# How many remember these two?



## Falcon (Feb 1, 2014)




----------



## SeaBreeze (Feb 1, 2014)

Laurel and Hardy, remember them well.


----------



## Diwundrin (Feb 1, 2014)

All too well Falcon, thanks for reminding us of how long ago that was. layful:

Dad went through a phase of joining a club and borrowing movies to show at home and we'd watch all those L & H ones, Buster Keaton, Harold Lloyd, Chaplin, Keystone Cops and laugh every time we saw them even if it was only an hour ago.  Best part of having the equipment he had was watching them run backwards.  
You haven't lived until you've watched a K. Cops movie run backwards. :rofl:


----------



## nan (Feb 1, 2014)

I remember them well and I  loved the keystone cops as well.


----------



## Ozarkgal (Feb 1, 2014)

They were, still are my favorites.  My favorite one was where they were trying to move a piano up a mile high flight of stairs, and every time they got part way up something happened and they had to move it back down.  This went on for 30 minutes and in the end after they finally lugged it up the stairs to the top, they discovered there was a driveway that led right up to the back door of the house.  ..LMAO at these two many times.


----------



## That Guy (Feb 2, 2014)




----------



## Ozarkgal (Feb 2, 2014)

Thanks, TG..that gave me the urge to go and look up some old L&H films.

____________

__Work instructions__:
A: Answer these questions from the Laurel and Hardy thread:
(i) What did Diwundrin call the best part of having Dad's equipment?
(ii) What did the pair try to move up the stairs in Ozarkgal's favorite film?
(iii) What was discovered once it reached the top?
B: Using the Laurel and Hardy thread, explain how Diwundrin's family came to watch L & H movies at home.
C: State whether each statement agrees with the Laurel and Hardy thread, quoting the words that decide it:
(i) SeaBreeze names the pair as Laurel and Hardy.
(ii) nan disliked the Keystone Cops.
(iii) In Ozarkgal's account, the piano scene went on for 30 minutes.

____________

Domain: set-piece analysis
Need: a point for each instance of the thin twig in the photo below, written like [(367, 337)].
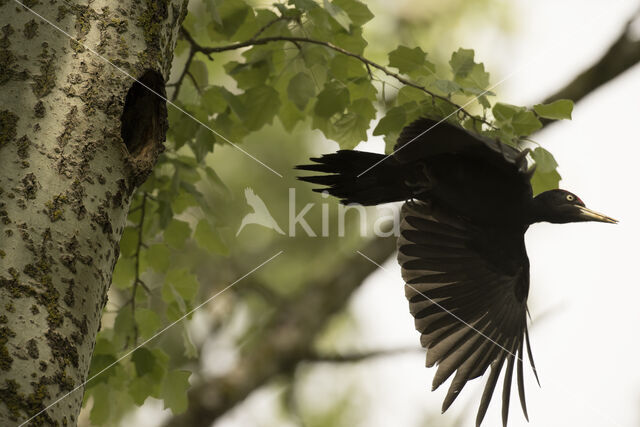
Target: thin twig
[(137, 281)]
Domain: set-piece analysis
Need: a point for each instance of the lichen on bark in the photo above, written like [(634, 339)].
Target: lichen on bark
[(66, 181)]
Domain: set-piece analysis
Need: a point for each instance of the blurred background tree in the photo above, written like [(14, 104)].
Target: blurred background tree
[(285, 336)]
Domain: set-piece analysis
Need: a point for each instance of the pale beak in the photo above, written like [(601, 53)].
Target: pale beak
[(589, 215)]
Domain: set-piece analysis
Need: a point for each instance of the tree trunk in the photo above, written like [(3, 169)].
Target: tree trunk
[(77, 136)]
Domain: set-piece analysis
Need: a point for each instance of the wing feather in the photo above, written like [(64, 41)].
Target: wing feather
[(469, 311)]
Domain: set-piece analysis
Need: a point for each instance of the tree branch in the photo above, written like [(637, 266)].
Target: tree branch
[(359, 357), (211, 399), (621, 55), (368, 63)]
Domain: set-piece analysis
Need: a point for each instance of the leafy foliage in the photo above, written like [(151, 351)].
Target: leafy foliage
[(312, 74)]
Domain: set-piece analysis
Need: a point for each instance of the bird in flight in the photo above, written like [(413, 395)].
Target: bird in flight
[(260, 214), (468, 203)]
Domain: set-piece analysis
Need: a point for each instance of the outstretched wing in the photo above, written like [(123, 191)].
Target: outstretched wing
[(425, 137), (467, 289)]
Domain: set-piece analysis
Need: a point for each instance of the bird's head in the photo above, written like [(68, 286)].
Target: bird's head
[(561, 206)]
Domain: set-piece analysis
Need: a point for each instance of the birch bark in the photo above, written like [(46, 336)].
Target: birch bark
[(77, 136)]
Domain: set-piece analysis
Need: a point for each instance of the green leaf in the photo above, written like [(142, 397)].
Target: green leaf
[(357, 11), (176, 233), (182, 282), (144, 361), (407, 60), (183, 201), (505, 112), (305, 5), (101, 404), (545, 162), (150, 384), (446, 87), (190, 349), (525, 123), (260, 106), (345, 68), (470, 75), (410, 94), (100, 363), (338, 14), (462, 62), (557, 110), (362, 88), (174, 390), (393, 121), (124, 273), (248, 75), (209, 239), (352, 127), (290, 115), (232, 14), (301, 89), (148, 322), (203, 143), (476, 81), (351, 41), (181, 127), (129, 241), (334, 98), (213, 100), (200, 73), (123, 327), (541, 181)]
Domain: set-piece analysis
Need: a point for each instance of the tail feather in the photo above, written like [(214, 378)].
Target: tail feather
[(384, 183)]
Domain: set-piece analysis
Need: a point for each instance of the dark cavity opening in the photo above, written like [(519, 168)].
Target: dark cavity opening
[(144, 118)]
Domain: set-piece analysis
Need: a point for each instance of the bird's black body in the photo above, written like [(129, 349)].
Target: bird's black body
[(468, 204)]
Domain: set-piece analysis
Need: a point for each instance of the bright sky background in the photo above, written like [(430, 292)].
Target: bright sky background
[(584, 277)]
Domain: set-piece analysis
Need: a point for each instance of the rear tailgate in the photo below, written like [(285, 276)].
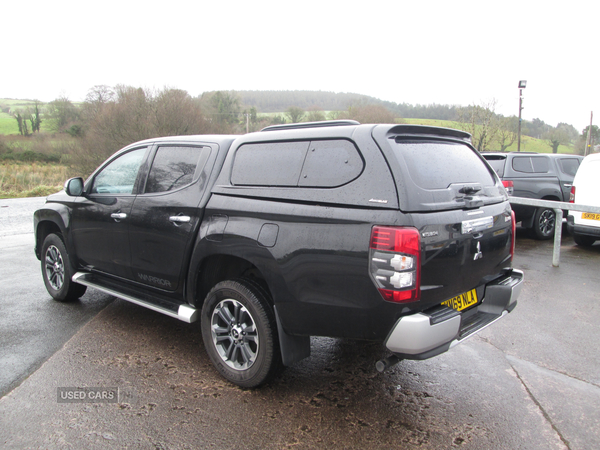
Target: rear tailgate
[(462, 250), (458, 205)]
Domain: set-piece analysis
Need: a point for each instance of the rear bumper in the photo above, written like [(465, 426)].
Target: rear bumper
[(429, 333)]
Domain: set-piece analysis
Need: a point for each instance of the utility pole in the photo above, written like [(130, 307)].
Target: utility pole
[(587, 141), (522, 85)]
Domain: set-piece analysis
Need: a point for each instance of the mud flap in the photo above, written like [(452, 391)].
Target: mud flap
[(293, 348)]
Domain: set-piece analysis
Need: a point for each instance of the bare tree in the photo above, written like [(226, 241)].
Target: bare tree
[(507, 132), (315, 114), (295, 114), (556, 137), (481, 122), (61, 113), (134, 114)]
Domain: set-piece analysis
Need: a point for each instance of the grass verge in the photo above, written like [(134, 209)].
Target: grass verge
[(31, 180)]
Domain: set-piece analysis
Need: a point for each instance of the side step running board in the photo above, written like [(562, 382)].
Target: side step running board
[(185, 313)]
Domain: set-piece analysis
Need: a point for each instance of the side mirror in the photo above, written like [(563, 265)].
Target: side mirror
[(74, 187)]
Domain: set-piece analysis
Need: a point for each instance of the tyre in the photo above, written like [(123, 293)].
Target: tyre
[(584, 241), (57, 272), (240, 332), (544, 222)]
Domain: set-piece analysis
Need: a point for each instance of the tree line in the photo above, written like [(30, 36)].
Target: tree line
[(112, 117)]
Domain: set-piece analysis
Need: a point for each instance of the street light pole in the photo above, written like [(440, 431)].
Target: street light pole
[(522, 85)]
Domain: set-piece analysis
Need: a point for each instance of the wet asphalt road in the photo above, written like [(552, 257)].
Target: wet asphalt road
[(32, 326), (531, 381)]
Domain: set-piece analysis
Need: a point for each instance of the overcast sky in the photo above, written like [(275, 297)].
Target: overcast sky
[(416, 52)]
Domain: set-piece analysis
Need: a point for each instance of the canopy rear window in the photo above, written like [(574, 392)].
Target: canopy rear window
[(437, 165)]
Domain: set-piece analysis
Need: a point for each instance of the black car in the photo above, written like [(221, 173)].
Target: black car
[(538, 176), (393, 233)]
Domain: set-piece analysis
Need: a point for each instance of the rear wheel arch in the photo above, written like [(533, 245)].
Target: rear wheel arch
[(218, 268), (45, 228)]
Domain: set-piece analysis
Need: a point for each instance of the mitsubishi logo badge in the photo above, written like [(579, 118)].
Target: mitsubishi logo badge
[(478, 255)]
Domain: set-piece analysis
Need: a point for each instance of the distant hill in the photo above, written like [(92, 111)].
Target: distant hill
[(278, 101)]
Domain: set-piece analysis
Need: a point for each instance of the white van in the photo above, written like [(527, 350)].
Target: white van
[(585, 226)]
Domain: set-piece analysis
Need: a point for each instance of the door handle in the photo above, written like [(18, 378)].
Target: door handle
[(180, 219)]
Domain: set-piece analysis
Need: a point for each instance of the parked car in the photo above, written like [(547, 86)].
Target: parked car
[(400, 234), (538, 176), (585, 226)]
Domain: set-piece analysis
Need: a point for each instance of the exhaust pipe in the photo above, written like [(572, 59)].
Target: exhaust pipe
[(384, 364)]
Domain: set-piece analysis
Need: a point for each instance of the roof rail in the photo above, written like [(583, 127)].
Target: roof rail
[(325, 123)]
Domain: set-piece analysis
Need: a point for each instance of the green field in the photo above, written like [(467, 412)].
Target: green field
[(528, 144)]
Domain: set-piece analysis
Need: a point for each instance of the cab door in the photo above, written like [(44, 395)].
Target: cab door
[(166, 214), (100, 217)]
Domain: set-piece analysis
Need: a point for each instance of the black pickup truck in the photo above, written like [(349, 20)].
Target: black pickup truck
[(394, 233), (538, 176)]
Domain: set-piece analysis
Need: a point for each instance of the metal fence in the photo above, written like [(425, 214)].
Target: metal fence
[(558, 208)]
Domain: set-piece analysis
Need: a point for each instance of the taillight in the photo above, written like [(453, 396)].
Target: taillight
[(395, 263), (514, 235), (572, 195)]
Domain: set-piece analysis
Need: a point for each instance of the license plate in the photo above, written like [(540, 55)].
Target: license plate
[(462, 301), (591, 216)]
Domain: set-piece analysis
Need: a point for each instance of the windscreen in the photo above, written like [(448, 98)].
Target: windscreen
[(437, 165)]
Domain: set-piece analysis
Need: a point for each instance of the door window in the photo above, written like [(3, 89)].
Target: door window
[(119, 176), (174, 167)]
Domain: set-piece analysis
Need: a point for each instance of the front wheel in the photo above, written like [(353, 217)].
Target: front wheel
[(56, 271), (544, 223), (240, 332)]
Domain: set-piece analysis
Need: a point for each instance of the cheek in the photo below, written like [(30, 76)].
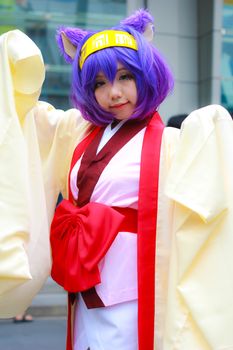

____________

__Solution list__:
A:
(i) Watching the movies run backwards.
(ii) A piano.
(iii) A driveway that led right up to the back door of the house.

B: Dad went through a phase of joining a club and borrowing movies to show at home. That is how the family watched the L & H films, along with Buster Keaton, Harold Lloyd, Chaplin and the Keystone Cops.

C:
(i) Yes: "Laurel and Hardy, remember them well."
(ii) No: "I  loved the keystone cops as well."
(iii) Yes: "This went on for 30 minutes"